▶ **Entries from a pointing dataset**:
★ ★ ★ ★

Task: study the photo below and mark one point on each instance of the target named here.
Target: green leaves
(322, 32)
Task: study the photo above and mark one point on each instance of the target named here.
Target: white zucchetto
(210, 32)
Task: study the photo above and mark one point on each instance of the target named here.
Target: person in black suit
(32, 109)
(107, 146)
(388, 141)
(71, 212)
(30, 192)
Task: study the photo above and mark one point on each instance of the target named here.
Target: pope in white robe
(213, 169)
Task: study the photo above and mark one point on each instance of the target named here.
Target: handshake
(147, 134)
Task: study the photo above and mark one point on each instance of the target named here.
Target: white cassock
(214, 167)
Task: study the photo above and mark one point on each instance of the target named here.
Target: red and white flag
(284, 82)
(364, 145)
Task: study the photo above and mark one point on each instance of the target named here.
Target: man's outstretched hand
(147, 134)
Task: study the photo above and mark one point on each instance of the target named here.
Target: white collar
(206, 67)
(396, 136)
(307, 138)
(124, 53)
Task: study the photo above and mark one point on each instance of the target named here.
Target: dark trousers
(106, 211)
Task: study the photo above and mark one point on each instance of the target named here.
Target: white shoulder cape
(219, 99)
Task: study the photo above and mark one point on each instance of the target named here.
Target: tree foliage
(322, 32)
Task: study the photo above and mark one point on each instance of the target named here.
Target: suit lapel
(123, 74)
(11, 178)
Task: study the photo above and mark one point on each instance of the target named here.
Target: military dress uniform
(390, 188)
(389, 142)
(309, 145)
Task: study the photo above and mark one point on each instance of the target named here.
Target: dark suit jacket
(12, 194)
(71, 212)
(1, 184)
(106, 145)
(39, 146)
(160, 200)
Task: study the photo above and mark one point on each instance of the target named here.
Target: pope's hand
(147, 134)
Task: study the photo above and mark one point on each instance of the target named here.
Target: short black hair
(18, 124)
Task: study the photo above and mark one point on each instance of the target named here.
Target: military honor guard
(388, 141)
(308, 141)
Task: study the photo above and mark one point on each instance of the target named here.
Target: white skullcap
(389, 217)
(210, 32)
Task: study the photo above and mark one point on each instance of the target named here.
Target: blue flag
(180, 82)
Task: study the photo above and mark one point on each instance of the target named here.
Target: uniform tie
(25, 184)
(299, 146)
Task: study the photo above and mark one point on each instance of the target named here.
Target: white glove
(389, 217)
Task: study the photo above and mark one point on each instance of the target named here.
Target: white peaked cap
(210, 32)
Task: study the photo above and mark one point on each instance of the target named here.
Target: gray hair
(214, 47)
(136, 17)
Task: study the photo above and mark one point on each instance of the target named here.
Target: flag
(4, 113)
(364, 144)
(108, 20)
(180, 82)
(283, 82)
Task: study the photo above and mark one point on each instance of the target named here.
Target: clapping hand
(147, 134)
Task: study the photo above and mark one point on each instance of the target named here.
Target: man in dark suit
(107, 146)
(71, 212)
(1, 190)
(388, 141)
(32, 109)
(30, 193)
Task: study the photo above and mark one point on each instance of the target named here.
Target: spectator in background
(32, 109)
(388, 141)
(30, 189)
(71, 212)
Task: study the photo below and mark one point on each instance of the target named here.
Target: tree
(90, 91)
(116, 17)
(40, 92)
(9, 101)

★ ★ ★ ★

▶ **Task statement**: Reproduce the listing shown above in its entirety, exactly.

▶ **Full solution**:
Task: study the photo below and mark one point on each instance of the target named here.
Target: green leaves
(322, 32)
Task: study the photo above and mark one point on each instance of the target named here.
Target: white zucchetto
(210, 32)
Task: study the photo above and mark one point on each instance of the target named here.
Target: person in black suit
(32, 109)
(107, 146)
(388, 141)
(71, 212)
(30, 192)
Task: study the photo above and mark one point on each instance of the target named here.
Target: pope in white robe
(213, 169)
Task: study the photo above and mark one point on each instance of the target named here.
Target: handshake
(147, 134)
Task: study the photo above and mark one point on each instance of the target named here.
Target: white cassock
(214, 167)
Task: study the photo above and mark one point on each instance of the target named here.
Target: red and white flag
(284, 82)
(364, 145)
Task: study the photo above and mark one point on each instance of the target named here.
Target: man's outstretched hand
(147, 134)
Task: study the photo above and mark one point on each instance of the target named here.
Target: white collar
(206, 67)
(396, 136)
(307, 138)
(124, 53)
Task: study the photo above and mark one point on each instance of the target named here.
Target: dark trousers
(106, 211)
Task: study the photo above and mark one point on each instance of the target named here.
Target: white shoulder cape
(219, 99)
Task: study the photo above and mark one point on each instance of the target named here.
Target: tree foliage
(322, 32)
Task: study the photo above and mark one point on each instance of the target named here.
Target: suit lapel
(123, 74)
(11, 178)
Task: study the photo above and mark one point on each instance of the target named here.
Target: military dress uniform
(390, 188)
(389, 142)
(309, 145)
Task: study the photo above and mark one point on each instance of the target named here.
Target: dark suit jacket
(12, 194)
(71, 212)
(1, 184)
(106, 145)
(39, 146)
(160, 200)
Task: study the photo above and mark one point on each instance of the target named here.
Target: pope's hand
(147, 134)
Task: study the photo above and mark one point on each instance of the target named here.
Target: short black hair
(18, 124)
Task: study the photo above and mark one point on each instance of the target named here.
Target: military honor guard
(388, 141)
(308, 141)
Task: study the photo above and mark one point on each instance of the target named here.
Target: white skullcap
(389, 217)
(210, 32)
Task: study the photo above and mark one point on each instance of the target named here.
Target: blue flag
(180, 82)
Task: study the photo above and mark one point on each instance of the target named here.
Target: uniform tie
(25, 184)
(299, 146)
Task: study the photo above and mark one point on each instance of the target named here.
Target: white glove
(389, 217)
Task: study the photo above and mark one point on each instance of the target named here.
Target: white peaked cap
(210, 32)
Task: study the photo above and mark one point on each instance of the target named here.
Target: gray hair
(214, 47)
(136, 17)
Task: study the photo above and mark one point on each instance of the target named here.
Target: flag
(4, 113)
(364, 144)
(108, 20)
(180, 82)
(283, 82)
Task: study the photo above and mark one point on each instance of the target named here.
Target: clapping hand
(147, 134)
Task: study the photo above and mark one point on each instance of the target named here.
Target: man in dark suit
(107, 146)
(71, 212)
(1, 190)
(388, 141)
(32, 109)
(30, 193)
Task: study the photo above and mark one point on each instance of the target named here.
Target: spectator in background
(32, 109)
(388, 141)
(30, 189)
(71, 212)
Task: study the photo below and mark one point on each instance of the target named here.
Target: tree
(90, 91)
(116, 17)
(40, 92)
(9, 101)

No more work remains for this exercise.